## Aim of the task
Retype the entries below word for word, leaving out every picture.

┌──

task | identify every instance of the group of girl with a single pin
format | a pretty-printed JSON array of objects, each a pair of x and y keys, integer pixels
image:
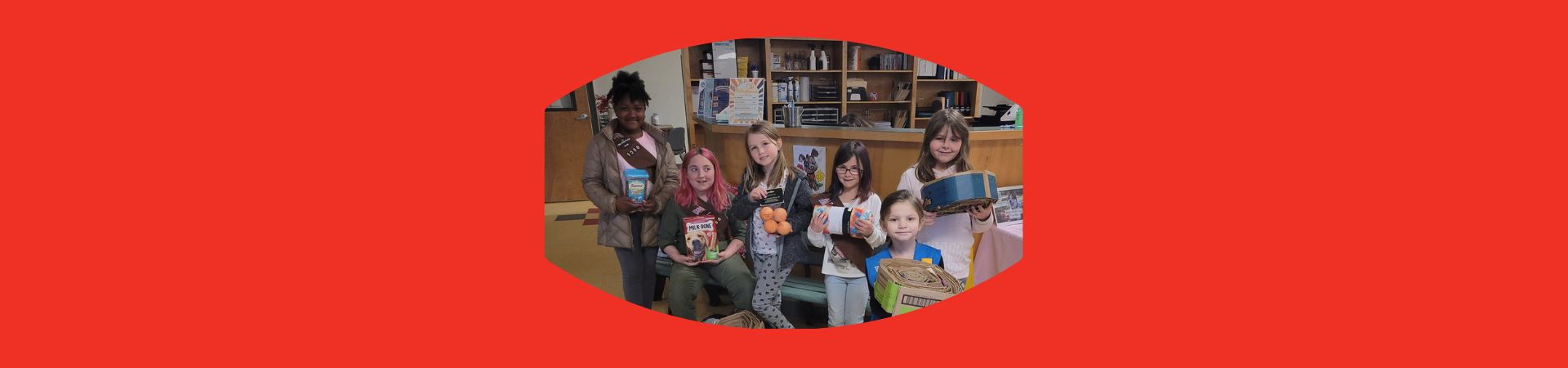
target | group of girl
[{"x": 898, "y": 227}]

└──

## Solution to the problem
task | identify every instance of the group of girl with a single pin
format | a pretty-printed JSON array of objects, each a pair of x and y keys, integer pixels
image:
target | group of girl
[{"x": 898, "y": 227}]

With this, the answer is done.